TIES Merging - Resolving Sign Conflicts

When Simple Averaging Fails Badly

Your team has three fine-tuned models you want to combine: one specialized for technical writing, one for code generation, and one for multilingual translation. Simple task arithmetic feels obvious - compute three task vectors, add them together, done.

You run the evaluation. Technical writing: degraded. Code generation: degraded. Translation: slightly better than the base but worse than the fine-tune. You've managed to produce a model that's worse than any individual fine-tune. What went wrong?

The answer is sign conflicts. When the technical writing model nudges a weight toward +0.3 and the code model nudges the same weight toward -0.2, naive averaging brings that parameter to +0.05. Neither capability gets what it wanted. The two models have actively interfered with each other, and the result is a model that's pulled in incompatible directions on thousands of parameters simultaneously.

TIES merging - introduced by Yadav et al. in 2023 - directly attacks this problem. Instead of averaging conflicting updates, it uses a majority vote on parameter signs and selectively discards updates that create conflict. The result is a merged model where capabilities don't cancel each other out.

---

The Problem: Sign Conflicts in Detail

Why Conflicting Signs Cancel Capabilities

Consider a single weight parameter $w$ shared across three fine-tuned models. Each model has updated this weight from its base value:

• Model 1 (technical writing): $\delta_1 = +0.5$ (this weight is important for technical phrasing)
• Model 2 (code generation): $\delta_2 = +0.4$ (this weight is also useful for code)
• Model 3 (translation): $\delta_3 = -0.6$ (translation needs this weight decreased)

Simple average: $\bar{\delta} = (+0.5 + 0.4 - 0.6) / 3 = +0.1$

Result: the parameter moves up by only 0.1, which is far too small to provide the +0.45 average benefit that models 1 and 2 need, and is in the wrong direction for model 3. All three models are poorly served.

If we instead identify that the majority wants a positive direction (+0.5 and +0.4 agree, -0.6 disagrees), we could apply the average of the agreeing deltas: $(+0.5 + 0.4) / 2 = +0.45$. Models 1 and 2 are well-served; model 3's contribution to this parameter is simply discarded.

This is essentially what TIES does - formalized into a three-step algorithm.

Why Small Delta Weights Also Cause Problems

Beyond sign conflicts, simple averaging has a second failure mode: small, noisy delta weights.

When you fine-tune a large model, most weights change very little. The weight updates follow a long-tail distribution - a small fraction of parameters change significantly (these actually encode the new capability) while the vast majority of parameters change by tiny amounts that represent noise in the training process.

------

→ **Stated exercise A**:
Write out everything in the TIES merging page from "Result: the parameter" down to "is simply discarded.", word for word.
→ **Stated exercise B**:
Pick up the TIES merging page after its last sentence and keep writing it.

[Point placement records]
------

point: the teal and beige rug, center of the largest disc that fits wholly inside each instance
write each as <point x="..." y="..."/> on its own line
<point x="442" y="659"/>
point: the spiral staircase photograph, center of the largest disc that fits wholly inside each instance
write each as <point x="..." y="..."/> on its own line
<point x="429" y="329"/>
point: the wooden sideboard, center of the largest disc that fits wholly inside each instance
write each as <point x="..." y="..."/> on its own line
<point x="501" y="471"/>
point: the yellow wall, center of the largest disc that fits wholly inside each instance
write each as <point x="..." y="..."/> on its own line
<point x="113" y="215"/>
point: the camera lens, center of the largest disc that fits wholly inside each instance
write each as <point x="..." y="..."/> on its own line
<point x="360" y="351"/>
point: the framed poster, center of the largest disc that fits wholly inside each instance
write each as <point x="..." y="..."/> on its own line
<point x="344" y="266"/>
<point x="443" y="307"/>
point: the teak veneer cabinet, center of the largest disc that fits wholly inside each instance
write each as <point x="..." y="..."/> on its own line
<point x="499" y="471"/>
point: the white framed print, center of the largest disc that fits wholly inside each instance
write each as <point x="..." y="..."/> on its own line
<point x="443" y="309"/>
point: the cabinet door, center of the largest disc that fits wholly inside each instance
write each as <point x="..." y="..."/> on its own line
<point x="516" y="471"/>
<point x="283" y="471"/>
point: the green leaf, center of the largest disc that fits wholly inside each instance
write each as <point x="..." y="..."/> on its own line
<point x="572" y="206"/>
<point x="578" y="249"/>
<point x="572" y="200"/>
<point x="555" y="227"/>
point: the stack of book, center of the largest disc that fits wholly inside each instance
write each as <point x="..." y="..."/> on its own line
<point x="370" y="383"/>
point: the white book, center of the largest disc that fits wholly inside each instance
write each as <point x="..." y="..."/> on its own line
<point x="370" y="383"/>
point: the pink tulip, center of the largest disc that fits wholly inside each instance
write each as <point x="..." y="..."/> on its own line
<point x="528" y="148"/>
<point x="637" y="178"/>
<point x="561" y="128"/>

------

→ **Response A**:
Result: the parameter moves up by only 0.1, which is far too small to provide the +0.45 average benefit that models 1 and 2 need, and is in the wrong direction for model 3. All three models are poorly served.

If we instead identify that the majority wants a positive direction (+0.5 and +0.4 agree, -0.6 disagrees), we could apply the average of the agreeing deltas: $(+0.5 + 0.4) / 2 = +0.45$. Models 1 and 2 are well-served; model 3's contribution to this parameter is simply discarded.

→ **Response B**:
When you average multiple models, these noisy small updates from all models combine, producing interference that doesn't represent any meaningful capability. The high-magnitude updates (the real signal) are diluted by the accumulated noise from all the low-magnitude changes.

TIES addresses this by trimming - removing delta weights below a threshold before merging.

---

The TIES Algorithm

TIES stands for TrIm, Elect sign, diSjoint merge. Each step targets a specific failure mode of naive averaging.

Step 1: Trim (TrIm)

For each model $i$, keep only the top-$k\%$ of delta weights by absolute magnitude. Set everything else to zero.

$\hat{\tau}_i[p] = \begin{cases} \tau_i[p] & \text{if } |\tau_i[p]| \geq \text{threshold}_i^{(k)} \\ 0 & \text{otherwise} \end{cases}$

Where $\text{threshold}_i^{(k)}$ is the $k$-th percentile of $|\tau_i|$.

The trim fraction $k$ is typically set to 20% - keep the top 20% of parameters by magnitude, zero out the bottom 80%. This aggressively prunes the noisy low-magnitude updates while preserving the high-magnitude updates that actually encode capability.

Step 2: Elect Sign (Elect)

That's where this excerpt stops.